> [Supplied passage]:
** Start **
The second advantage of the Christian conception is that the public life is not confined to what the state does, or what government does. The public life is whatever is not the interior life. This means that Christian politics is free to regard family and school, play and work, art and communication, the order of social relationships and the civil order, as integral parts of a whole: as integral and therefore mutually dependent aspects of civilization. (Which, of course, every reflective man knows they are.) But more: Christian politics is obliged to take this view of the matter, for the sake of the poor. What point is there in encouraging virtue in the family, and having it undermined in the school and on the street? What point in passing on truth by the unadorned word, only to have it repudiated by art? What point in arranging the departments of government to assure concord and liberty, when the arrangements of the social and economic orders forbid concord and liberty? All of the public life is the proper concern of politics because the poor live in all of it and need the support of all of it.
The liberal conception of politics came into the world with Machiavelli and Bodin, with Hobbes and Locke, and proceeded to reduce the science of politics to the science of the state. This has Jed, on the one hand, to wretched totalitarianism, where the state does everything; and on the other, to wretched libertarianism, where the state does nothing. It has also led to the liberal mind: imprisoned in its little civil cell, _it has never been able to deal intelligently with the wide and rich political ideas of Plato and Aristotle, much less with the Christian elaboration of classical political thought in the Middle Ages. One of the encouraging signs of our time, heralding the fall of liberalism, is that the carefully articulated target of its enemies is not the liberal state, but the liberal system. What is hated is not so much the particular civil arrangements on which liberalism has lavished its attentions, as the whole public experience which liberalism has allowed to occupy the West.
** End **
> [Information supplied]:
** Start **
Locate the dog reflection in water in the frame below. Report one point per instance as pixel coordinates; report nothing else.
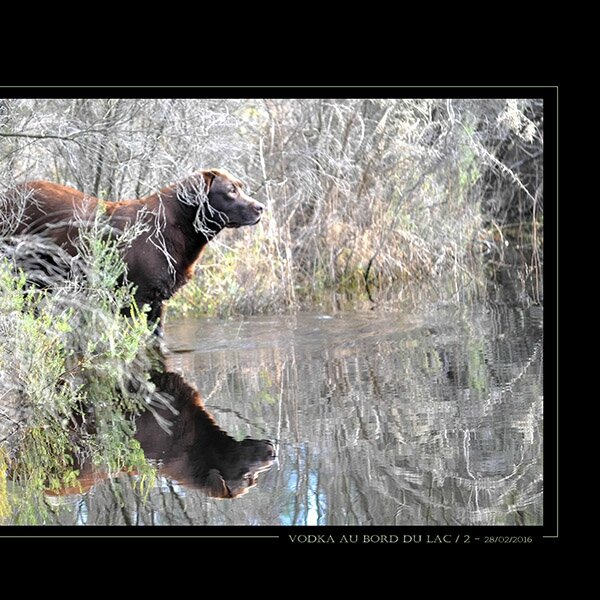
(195, 452)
** End **
> [The tasks]:
1. In the passage on Christian politics, with whom did the liberal conception of politics come into the world?
2. Please carry the passage on Christian politics forward with one more paragraph after its final sentence.

> [Outputs]:
1. Machiavelli, Bodin, Hobbes, and Locke.

2.
The third advantage is a corollary to broadening the reach of politics. The Christian conception invites single-minded attention to the “quality” of the public life. This idea has recently been co-opted by statist liberals (the phrase is theirs), and generally been denounced by conservative liberals. Both the initiative and the reaction are understandable. Even the custodians of the liberal system can discern the neglect of quality, and see that it is killing the system. And who, but they, wouldn’t recoil at the prospect of turning over the cure to themselves: to a presidential commission, or a university, or a Brookings study? But the idea remains valid. Indeed I have greater sympathy for the impulse, however belated and benighted, to attend to quality, than for the impulse to do nothing (except maybe say a prayer) about what everyone knows is corrupting the poor. In any event, the argument here is theoretical, not programmatic. The argument is that the public life cannot provide support for the poor unless it provides sensible expressions of truth and beauty and love—unless it sets up sensible signs of the divine. The argument is also that the signs will never appear unless Christians make a conscious effort, in their politics, to set them up.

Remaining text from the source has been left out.